* Reading passage
- - -

Expat Corner #4

Dona Nobis Pacem

Neighbors, I apologize that the expat corner has gone quiet since the summer. I haven’t felt very inspired or participatory. I’ve learned some hard lessons about running your own business in the Netherlands  and the delicacy of  “tween” children transitions. 

I knew I needed to pull myself together, so while working from home, I challenged myself to go ultra-local and realized that it’s quite possible to join a gym, enroll in violin lessons, get some extra tutoring for the CITOs and order a sumptuous turkey all within a few blocks. I smiled proudly when the holiday lights blinked on at the Fred and learned the joys of kids who can now be trusted to scooter safely to the grocery store and buy that essential ingredient you forgot for dinner. 

I also left on short business travels to warm(er) places just as the temperatures plummeted and the rain started…and never stopped. This made the darkness significantly more bearable and what I recommend to anyone who might be at risk of falling into winter sadness. Just get out of town, even for a little while.

- - -

* Data section
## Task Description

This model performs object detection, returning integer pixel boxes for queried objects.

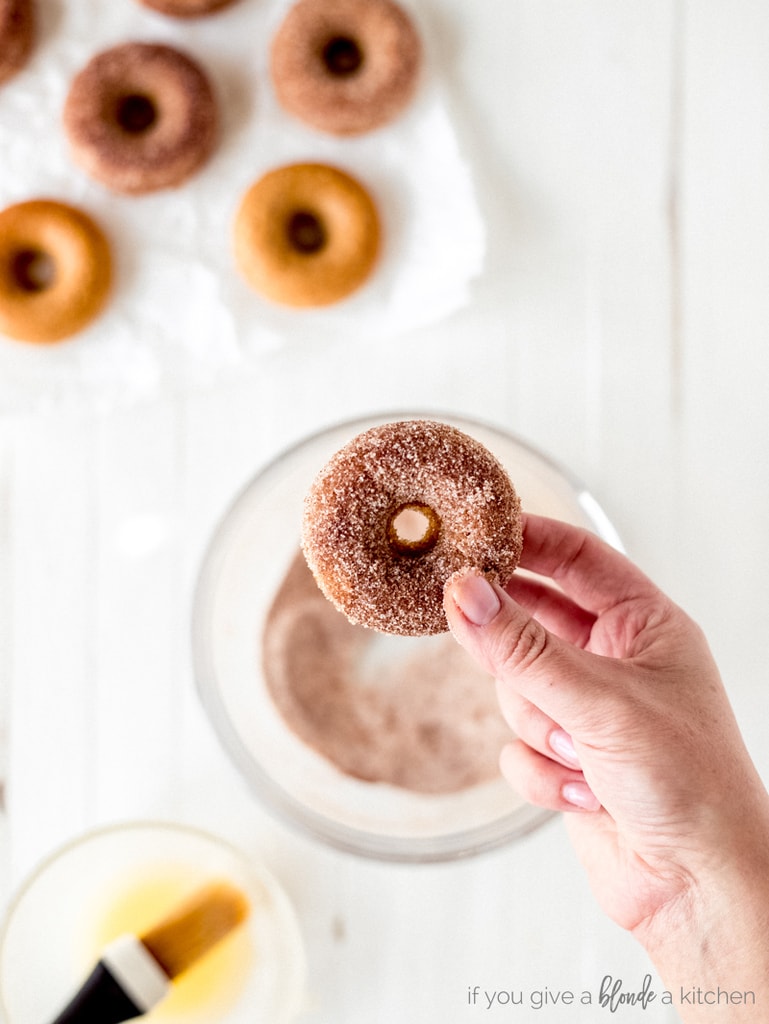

- - -

* Given problem 1
Print the passage from the Expat Corner column between "Dona Nobis Pacem" and "forgot for dinner.", inclusive.
* Given problem 2
According to the Expat Corner column, what does the writer recommend to anyone who might be at risk of falling into winter sadness?

* Finished answer 1
Dona Nobis Pacem

Neighbors, I apologize that the expat corner has gone quiet since the summer. I haven’t felt very inspired or participatory. I’ve learned some hard lessons about running your own business in the Netherlands  and the delicacy of  “tween” children transitions. 

I knew I needed to pull myself together, so while working from home, I challenged myself to go ultra-local and realized that it’s quite possible to join a gym, enroll in violin lessons, get some extra tutoring for the CITOs and order a sumptuous turkey all within a few blocks. I smiled proudly when the holiday lights blinked on at the Fred and learned the joys of kids who can now be trusted to scooter safely to the grocery store and buy that essential ingredient you forgot for dinner.

* Finished answer 2
Get out of town, even for a little while.